_Exercise requirements:_ Return exactly the span of lines that opens with the line containing "Q: Pick out each instance of the red" and closes with the last line of the data, inclusive.

-- START Records supplied --

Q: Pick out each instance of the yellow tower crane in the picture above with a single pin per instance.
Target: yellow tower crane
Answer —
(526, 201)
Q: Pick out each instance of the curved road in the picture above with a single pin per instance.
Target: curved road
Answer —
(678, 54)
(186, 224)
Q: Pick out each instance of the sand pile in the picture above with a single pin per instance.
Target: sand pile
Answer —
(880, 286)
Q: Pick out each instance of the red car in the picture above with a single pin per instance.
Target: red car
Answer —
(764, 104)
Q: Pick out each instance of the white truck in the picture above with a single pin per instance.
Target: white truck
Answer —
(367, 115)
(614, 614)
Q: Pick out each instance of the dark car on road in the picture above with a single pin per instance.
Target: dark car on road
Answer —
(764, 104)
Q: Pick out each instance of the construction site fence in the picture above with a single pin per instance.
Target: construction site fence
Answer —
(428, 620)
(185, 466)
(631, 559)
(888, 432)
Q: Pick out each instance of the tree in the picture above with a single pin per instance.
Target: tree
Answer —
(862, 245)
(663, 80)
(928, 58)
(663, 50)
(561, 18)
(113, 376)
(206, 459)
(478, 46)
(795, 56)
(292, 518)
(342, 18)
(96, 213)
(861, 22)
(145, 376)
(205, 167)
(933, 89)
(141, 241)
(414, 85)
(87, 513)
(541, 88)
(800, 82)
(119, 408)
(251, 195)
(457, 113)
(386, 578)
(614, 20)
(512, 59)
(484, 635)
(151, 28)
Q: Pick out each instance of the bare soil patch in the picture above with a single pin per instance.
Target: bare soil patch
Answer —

-- END Records supplied --

_Written reply:_
Q: Pick out each instance of the red car in the picture above with a single pin per instance.
Target: red car
Answer —
(764, 104)
Q: Pick out each instance of the white truck in the picture above with a single pin per instance.
Target: white truck
Answer —
(367, 115)
(614, 614)
Q: Pick out each instance of the dark car on road in the picture above with a single pin per instance.
Target: dark car on road
Answer —
(764, 104)
Q: Pick out each instance of the construction site fence in the picture above with a single pin per instance.
Target: construction site fence
Answer —
(428, 620)
(185, 466)
(631, 559)
(888, 432)
Q: Pick out each instance of the tree in the picture above with a single pin per instance.
Target: tree
Answer —
(862, 245)
(663, 80)
(928, 58)
(663, 50)
(561, 18)
(113, 376)
(206, 459)
(478, 46)
(795, 56)
(292, 518)
(342, 18)
(96, 213)
(861, 22)
(145, 376)
(205, 167)
(933, 89)
(141, 241)
(414, 85)
(87, 513)
(541, 88)
(800, 82)
(119, 408)
(251, 195)
(457, 113)
(386, 578)
(614, 20)
(512, 59)
(484, 635)
(151, 28)
Q: Pick out each instance of the bare soil patch in the picture above with a single pin per instance.
Target: bare soil patch
Answer —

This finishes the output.